┌──

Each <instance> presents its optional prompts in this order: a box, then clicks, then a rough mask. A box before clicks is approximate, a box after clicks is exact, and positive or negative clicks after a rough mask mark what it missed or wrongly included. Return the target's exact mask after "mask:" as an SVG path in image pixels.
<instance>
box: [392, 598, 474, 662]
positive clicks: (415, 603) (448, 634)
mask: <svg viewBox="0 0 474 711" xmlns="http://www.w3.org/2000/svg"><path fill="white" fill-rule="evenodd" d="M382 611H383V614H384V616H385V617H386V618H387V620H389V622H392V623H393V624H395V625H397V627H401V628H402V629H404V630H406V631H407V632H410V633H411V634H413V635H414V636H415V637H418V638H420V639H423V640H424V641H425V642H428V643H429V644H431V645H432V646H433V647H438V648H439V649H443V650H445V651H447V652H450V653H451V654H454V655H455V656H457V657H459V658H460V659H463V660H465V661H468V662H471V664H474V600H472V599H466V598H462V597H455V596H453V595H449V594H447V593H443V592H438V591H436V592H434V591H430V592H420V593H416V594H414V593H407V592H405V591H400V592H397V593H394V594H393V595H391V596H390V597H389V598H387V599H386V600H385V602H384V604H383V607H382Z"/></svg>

└──

Problem details: Present every line of the items above as a Markdown table with the columns No. and Text, numbering each row and leaving out blank lines.

Solution to the exercise:
| No. | Text |
|---|---|
| 1 | Each <instance> presents its optional prompts in this order: a box, then clicks, then a rough mask. A box before clicks is approximate, a box after clicks is exact, and positive or negative clicks after a rough mask mark what it missed or wrongly included. Return the target's exact mask after "mask:" as an SVG path in image pixels. |
| 2 | <instance> |
| 3 | box: [392, 598, 474, 662] |
| 4 | positive clicks: (415, 603) (448, 634) |
| 5 | mask: <svg viewBox="0 0 474 711" xmlns="http://www.w3.org/2000/svg"><path fill="white" fill-rule="evenodd" d="M382 611H383V614H384V616H385V617H386V618H387V620H389V622H392V623H393V624H395V625H397V627H401V628H402V629H404V630H406V631H407V632H410V633H411V634H413V635H414V636H415V637H418V638H420V639H423V640H424V641H425V642H428V643H429V644H431V645H432V646H433V647H438V648H439V649H443V650H445V651H447V652H450V653H451V654H454V655H455V656H457V657H459V658H460V659H463V660H465V661H468V662H471V664H474V600H472V599H466V598H462V597H455V596H453V595H449V594H447V593H443V592H438V591H436V592H434V591H430V592H420V593H416V594H414V593H407V592H405V591H400V592H397V593H394V594H393V595H391V596H390V597H389V598H387V599H386V600H385V602H384V604H383V607H382Z"/></svg> |